▶ **EXTRACT PROVIDED**
******************************
= Larry M. Davis =

American psychiatrist (1943–2006)

Larry M. Davis, M.D. (February 1943 – 20 November 2006) was a practicing American psychiatrist from 1971 until his accidental death in 2006.

==Forensic expertise==
Davis was a board certified Forensic Psychiatrist and Forensic Examiner. He served as Diplomat for the American Board of Psychiatry and Neurology, the American Board of Forensic Medicine, the American Board of Forensic Examiners, and the American Board of Clinical Sexology.

==Watershed influence==
Davis served as a psychiatric expert witness on hundreds of cases. Most famously, he was the chief defense psychiatrist in the Tony Kiritsis case. This was one of three watershed cases (including that of John Hinckley Jr.) that diametrically shifted the burden of proof from the prosecution to the defense when the defendant asserts an affirmative defense of insanity.

==Career focus==
Davis focused much of his career on human sexuality. He was expert in diagnosing and treating sexual recidivism in criminals, and post traumatic stress disorder from prior sexual trauma. He was also expert on sex therapy for seniors.

==Geography of practice==
Davis was a driving force behind Indiana University School of Medicine’s first Forensic Psychiatry training program.

He was licensed to practice psychiatry in Indiana, Illinois and Kentucky.
******************************
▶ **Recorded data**
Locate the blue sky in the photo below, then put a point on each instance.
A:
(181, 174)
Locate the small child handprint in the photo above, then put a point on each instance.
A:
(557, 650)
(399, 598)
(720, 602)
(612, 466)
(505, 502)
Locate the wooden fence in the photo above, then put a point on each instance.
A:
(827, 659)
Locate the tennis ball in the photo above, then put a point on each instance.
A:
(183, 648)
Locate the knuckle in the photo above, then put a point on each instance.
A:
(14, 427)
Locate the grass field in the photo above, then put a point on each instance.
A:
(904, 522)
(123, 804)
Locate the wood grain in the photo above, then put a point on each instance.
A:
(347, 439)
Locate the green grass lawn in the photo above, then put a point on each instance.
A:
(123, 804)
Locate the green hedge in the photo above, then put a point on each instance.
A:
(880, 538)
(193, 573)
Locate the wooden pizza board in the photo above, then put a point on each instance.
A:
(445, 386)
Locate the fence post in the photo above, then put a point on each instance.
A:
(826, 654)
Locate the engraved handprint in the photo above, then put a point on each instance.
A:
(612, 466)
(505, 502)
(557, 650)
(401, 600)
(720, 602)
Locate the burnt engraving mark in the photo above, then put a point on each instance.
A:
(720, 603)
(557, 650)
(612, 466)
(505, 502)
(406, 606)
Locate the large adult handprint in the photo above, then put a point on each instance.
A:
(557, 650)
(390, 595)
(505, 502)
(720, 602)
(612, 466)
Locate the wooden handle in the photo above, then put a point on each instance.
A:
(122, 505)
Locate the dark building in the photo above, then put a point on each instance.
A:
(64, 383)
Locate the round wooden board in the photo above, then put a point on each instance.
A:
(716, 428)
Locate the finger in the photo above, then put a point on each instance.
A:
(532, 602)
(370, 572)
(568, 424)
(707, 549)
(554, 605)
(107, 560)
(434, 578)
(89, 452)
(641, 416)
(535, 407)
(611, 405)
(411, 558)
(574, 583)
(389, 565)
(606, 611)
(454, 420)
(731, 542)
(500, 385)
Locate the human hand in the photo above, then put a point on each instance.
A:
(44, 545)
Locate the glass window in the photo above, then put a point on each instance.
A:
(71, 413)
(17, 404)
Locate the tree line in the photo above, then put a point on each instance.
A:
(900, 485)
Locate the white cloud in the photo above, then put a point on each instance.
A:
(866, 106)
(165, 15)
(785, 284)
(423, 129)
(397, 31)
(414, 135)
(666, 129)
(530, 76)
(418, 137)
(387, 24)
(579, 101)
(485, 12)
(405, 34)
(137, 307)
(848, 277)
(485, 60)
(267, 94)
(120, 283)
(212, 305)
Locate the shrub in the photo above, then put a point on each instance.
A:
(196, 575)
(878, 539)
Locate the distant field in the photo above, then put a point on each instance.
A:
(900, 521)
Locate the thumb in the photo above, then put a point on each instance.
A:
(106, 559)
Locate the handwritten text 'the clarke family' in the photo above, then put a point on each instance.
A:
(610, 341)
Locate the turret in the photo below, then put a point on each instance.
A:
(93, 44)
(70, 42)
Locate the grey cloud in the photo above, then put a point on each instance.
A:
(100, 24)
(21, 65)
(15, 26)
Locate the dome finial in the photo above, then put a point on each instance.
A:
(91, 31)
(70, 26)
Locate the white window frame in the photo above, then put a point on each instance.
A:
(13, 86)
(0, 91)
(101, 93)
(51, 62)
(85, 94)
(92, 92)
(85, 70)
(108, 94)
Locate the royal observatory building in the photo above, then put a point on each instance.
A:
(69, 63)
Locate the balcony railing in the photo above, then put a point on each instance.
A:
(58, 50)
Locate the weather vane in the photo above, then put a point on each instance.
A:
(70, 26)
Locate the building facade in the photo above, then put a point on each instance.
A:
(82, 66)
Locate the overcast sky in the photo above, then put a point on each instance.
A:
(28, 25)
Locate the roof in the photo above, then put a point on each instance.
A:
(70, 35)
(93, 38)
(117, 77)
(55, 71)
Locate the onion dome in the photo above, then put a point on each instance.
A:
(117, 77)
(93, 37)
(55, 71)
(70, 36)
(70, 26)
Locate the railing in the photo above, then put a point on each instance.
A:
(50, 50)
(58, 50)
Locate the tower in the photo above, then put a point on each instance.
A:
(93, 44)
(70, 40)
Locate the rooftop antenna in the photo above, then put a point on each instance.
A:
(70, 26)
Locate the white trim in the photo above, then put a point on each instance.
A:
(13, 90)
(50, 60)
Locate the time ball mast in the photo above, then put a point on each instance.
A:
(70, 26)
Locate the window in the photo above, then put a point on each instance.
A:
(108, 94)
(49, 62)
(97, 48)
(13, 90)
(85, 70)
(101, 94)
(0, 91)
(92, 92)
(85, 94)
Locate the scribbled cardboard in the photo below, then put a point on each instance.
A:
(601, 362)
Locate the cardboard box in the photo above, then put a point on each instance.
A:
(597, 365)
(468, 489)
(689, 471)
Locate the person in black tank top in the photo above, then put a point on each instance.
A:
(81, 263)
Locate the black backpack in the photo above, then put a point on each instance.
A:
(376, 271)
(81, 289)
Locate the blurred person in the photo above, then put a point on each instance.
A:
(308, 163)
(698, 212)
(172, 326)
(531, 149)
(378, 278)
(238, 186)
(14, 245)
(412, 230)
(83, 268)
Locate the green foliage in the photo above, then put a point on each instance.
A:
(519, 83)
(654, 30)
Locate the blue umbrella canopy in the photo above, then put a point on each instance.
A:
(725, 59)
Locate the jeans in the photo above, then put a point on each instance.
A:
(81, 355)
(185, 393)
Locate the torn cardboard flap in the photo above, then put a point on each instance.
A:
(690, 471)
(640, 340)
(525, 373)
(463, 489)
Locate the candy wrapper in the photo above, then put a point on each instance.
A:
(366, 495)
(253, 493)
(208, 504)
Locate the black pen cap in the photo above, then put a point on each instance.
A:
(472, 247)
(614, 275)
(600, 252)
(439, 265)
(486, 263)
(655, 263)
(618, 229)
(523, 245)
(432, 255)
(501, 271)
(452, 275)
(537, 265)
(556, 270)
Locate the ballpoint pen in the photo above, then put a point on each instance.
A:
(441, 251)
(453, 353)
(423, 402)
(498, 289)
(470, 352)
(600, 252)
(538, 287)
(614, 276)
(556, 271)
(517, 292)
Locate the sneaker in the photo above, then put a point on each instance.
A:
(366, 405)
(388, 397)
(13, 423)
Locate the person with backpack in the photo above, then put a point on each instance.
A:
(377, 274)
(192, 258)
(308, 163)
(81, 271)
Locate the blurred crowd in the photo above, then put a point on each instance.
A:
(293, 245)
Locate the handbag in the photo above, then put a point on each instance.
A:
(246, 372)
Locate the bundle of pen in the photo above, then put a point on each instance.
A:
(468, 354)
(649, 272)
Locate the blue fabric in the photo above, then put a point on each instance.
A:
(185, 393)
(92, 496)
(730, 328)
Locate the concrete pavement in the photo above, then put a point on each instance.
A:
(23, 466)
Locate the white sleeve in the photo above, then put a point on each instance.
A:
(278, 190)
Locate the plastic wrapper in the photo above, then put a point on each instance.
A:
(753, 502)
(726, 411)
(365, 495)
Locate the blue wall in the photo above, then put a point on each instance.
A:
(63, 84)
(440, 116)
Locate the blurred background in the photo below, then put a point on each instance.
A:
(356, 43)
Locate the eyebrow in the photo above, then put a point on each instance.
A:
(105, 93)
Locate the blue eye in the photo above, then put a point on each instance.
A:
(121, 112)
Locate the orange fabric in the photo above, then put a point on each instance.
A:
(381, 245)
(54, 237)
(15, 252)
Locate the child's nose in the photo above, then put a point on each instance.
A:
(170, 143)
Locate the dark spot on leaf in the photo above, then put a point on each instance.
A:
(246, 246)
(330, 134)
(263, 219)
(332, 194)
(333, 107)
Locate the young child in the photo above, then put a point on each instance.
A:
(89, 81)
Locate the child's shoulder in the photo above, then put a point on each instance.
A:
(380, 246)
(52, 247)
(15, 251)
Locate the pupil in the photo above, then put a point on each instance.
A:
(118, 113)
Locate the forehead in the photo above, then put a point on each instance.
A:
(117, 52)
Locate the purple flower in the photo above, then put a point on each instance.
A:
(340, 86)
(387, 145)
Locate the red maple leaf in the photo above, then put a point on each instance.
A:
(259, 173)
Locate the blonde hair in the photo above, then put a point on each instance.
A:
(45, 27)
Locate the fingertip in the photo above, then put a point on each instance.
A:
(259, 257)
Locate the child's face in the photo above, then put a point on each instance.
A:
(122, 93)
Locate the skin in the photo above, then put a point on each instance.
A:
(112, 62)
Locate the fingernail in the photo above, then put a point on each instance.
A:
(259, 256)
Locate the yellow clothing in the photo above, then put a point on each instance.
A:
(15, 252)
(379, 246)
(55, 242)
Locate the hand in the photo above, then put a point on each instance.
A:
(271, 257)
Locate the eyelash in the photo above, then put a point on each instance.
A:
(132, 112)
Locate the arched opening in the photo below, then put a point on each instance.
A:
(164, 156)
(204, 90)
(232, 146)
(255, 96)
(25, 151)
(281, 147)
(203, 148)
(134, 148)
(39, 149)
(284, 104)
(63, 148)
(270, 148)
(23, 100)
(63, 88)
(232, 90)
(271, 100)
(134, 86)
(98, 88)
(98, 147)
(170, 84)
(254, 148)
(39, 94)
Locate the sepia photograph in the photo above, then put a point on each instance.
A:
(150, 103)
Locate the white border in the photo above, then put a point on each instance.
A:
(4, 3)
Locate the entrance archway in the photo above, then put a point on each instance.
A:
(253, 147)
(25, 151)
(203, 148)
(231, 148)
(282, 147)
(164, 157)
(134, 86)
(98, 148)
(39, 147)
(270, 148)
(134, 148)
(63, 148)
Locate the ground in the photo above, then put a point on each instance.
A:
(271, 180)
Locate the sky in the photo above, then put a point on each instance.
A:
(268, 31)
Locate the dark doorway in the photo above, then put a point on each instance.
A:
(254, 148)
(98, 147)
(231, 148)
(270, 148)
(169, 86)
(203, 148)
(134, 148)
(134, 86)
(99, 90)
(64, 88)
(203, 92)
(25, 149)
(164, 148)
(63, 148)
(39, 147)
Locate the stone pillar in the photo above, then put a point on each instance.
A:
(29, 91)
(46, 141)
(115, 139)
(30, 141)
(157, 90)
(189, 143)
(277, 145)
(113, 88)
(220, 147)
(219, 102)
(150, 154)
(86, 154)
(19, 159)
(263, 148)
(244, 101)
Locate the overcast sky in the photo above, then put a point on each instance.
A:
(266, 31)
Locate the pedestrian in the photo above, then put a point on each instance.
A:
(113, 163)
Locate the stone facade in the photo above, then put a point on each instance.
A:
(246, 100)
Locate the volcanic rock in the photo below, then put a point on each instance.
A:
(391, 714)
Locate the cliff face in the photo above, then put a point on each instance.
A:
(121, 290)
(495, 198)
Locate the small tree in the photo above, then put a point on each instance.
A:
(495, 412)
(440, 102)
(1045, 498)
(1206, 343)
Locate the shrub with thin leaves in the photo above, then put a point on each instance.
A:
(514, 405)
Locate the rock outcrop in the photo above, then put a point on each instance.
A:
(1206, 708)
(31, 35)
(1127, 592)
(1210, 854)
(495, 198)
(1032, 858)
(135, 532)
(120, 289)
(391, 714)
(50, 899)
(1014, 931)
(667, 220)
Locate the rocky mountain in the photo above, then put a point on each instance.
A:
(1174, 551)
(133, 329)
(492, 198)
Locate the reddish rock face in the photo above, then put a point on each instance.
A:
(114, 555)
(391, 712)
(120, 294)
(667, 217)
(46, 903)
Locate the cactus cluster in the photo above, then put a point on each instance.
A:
******************************
▶ **WHAT TO DO**
(1) In the Larry M. Davis article, which states licensed Davis to practice psychiatry?
(2) Please continue the Larry M. Davis article after its last sentence.

▶ **RESULTS OF THE EXERCISE**
(1) Indiana, Illinois and Kentucky.

(2)
He was a co-founder of the Indianapolis-based Davis Clinic.

He was Founder and Medical Director of Indiana’s first private outpatient sex offender treatment program, and supervisor of a successful treatment program for victims of sex offense.

At the time of his death, Davis was Indiana’s only practicing sex therapist/physician certified by the American Association of Sexuality Educators, Counselors and Therapists (AASECT).

==Biography==
Davis was married (Betty), and had two daughters and two granddaughters at the time of his death.

Prior to private civilian practice, Davis served as Chief of Psychiatry at Langley Air Force Base and as Vice President for the Air Force Society of Psychiatrists.

Davis held a pilot's license, and died in the crash of a small single-engine aircraft near Milford, Illinois, on 20 November 2006. He was the sole occupant of the craft.